(What you will do)
(a) Copy the stretch from "For the first" through "later infringement claims." from the UK patent ruling report, with no changes.
(b) Condense the paragraph of the UK patent ruling report that begins "FKB sought to clear the way" into a short bulleted list that keeps its main facts.
(c) Pick up the report on the UK patent ruling after its final sentence and carry it further in the same voice.

[Opening Quoted passage section]

For the first time, a UK court has granted declaratory relief to a company trying to launch a product in the face of a myriad of patent applications in order to protect it against later infringement claims.
FKB’s claim was led by Gowling WLG with Paul Inman (Picture), Luke Kempton, Jenny Davies, Chris Freeth and Tom Foster.
While the Patents Act 1977 provides no mechanism for challenging the validity of patent applications in the UK courts, the High Court has today found an answer.
FKB sought to clear the way for the launch of its monoclonal antibody therapy, which is a biosimilar to AbbVie’s blockbuster Humira – the world’s best-selling drug, with a global turnover of over $16 billion and daily UK sales of around £1.4 million.
The judge commented on the duplicative divisional applications, tactics to delay applications being granted, and abandonment of granted patents in favour of pending “divisional” applications. The strategy was described by the judge as being designed “to shield the claims of its patents from scrutiny in the EPO and in the UK Court”.

[Closing Quoted passage section]
[Opening Record excerpts section]

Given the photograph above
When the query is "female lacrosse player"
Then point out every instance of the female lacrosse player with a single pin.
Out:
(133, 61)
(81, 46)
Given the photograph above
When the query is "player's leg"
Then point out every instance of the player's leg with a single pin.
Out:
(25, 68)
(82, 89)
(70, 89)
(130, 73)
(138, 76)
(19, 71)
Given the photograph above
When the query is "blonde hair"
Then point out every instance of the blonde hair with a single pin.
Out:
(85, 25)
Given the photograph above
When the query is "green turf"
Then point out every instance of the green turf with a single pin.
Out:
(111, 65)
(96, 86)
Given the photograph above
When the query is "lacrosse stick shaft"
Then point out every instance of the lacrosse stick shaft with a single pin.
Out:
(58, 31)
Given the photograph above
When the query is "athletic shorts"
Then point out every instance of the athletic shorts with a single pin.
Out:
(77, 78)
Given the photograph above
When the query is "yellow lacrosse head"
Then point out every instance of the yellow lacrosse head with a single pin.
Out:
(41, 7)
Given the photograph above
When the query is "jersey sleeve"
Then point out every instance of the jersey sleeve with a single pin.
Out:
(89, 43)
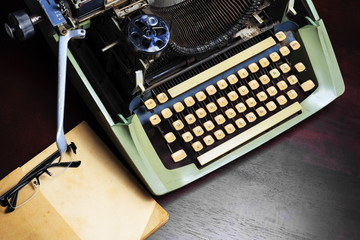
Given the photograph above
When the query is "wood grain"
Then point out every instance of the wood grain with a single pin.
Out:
(304, 184)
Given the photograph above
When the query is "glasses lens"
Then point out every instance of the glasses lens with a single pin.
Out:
(25, 194)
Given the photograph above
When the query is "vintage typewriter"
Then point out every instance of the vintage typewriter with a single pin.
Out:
(183, 87)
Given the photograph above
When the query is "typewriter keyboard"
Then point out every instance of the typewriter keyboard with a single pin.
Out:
(228, 104)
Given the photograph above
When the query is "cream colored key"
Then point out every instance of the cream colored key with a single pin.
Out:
(275, 73)
(155, 119)
(211, 107)
(250, 102)
(162, 97)
(233, 96)
(197, 146)
(187, 137)
(178, 107)
(264, 62)
(179, 155)
(253, 84)
(274, 57)
(261, 111)
(190, 118)
(264, 79)
(222, 84)
(220, 119)
(211, 90)
(251, 117)
(150, 104)
(221, 67)
(208, 140)
(292, 79)
(240, 123)
(232, 79)
(292, 94)
(282, 85)
(271, 91)
(243, 90)
(308, 85)
(209, 125)
(271, 106)
(198, 131)
(219, 134)
(201, 113)
(285, 68)
(284, 51)
(261, 96)
(170, 137)
(189, 101)
(229, 128)
(248, 134)
(200, 96)
(253, 67)
(300, 67)
(166, 113)
(295, 45)
(230, 113)
(222, 102)
(281, 99)
(240, 107)
(280, 36)
(243, 73)
(178, 125)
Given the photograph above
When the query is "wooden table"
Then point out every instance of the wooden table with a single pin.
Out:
(304, 184)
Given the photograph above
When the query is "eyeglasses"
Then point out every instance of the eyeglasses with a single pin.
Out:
(29, 185)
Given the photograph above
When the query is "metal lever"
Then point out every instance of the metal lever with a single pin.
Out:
(62, 60)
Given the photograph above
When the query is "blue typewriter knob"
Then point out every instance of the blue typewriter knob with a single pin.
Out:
(148, 34)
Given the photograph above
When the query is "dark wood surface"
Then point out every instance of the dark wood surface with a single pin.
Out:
(304, 184)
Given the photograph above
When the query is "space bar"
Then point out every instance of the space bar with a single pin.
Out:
(249, 134)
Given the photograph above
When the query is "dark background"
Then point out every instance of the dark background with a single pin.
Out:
(304, 184)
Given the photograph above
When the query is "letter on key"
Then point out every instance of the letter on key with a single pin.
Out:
(179, 155)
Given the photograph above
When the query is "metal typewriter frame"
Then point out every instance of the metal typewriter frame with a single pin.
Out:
(130, 138)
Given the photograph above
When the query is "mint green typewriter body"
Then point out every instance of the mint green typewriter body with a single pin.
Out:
(131, 139)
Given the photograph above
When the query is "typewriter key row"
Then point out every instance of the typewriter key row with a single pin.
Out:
(262, 93)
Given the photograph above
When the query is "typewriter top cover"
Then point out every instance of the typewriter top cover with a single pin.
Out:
(183, 87)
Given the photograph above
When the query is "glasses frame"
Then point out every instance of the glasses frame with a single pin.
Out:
(9, 199)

[Closing Record excerpts section]

(Written responses)
(a)
For the first time, a UK court has granted declaratory relief to a company trying to launch a product in the face of a myriad of patent applications in order to protect it against later infringement claims.

(b)
- FKB sought to clear the way to launch its monoclonal antibody therapy.
- The therapy is a biosimilar to AbbVie's Humira.
- Humira is the world's best-selling drug, with global turnover of over $16 billion and UK sales of around £1.4 million per day.

(c)
With no proven way for FKB to clear the way to launch its biosimilar to Humira, FKB sought declarations that dosing regimens using its own product to treat the relevant diseases would have been obvious (so FKB cannot in future be said to infringe any patent granted for those regimens). The grant of these declarations today gives FKB a cloak of invisibility from future AbbVie patents for those regimens.
Today’s High Court decision also removes the uncertainty that remained after Arrow’s 2007 battle with Merck, when the same court refused to strike-out Arrow’s claim for declaratory relief, but no final ruling emerged on the availability of declaratory relief. At an earlier stage in the present proceedings AbbVie similarly tried to strike-out FKB’s claim for a declaration and, having failed twice in the High Court and once in the Court of Appeal, is now seeking leave to appeal to the Supreme Court.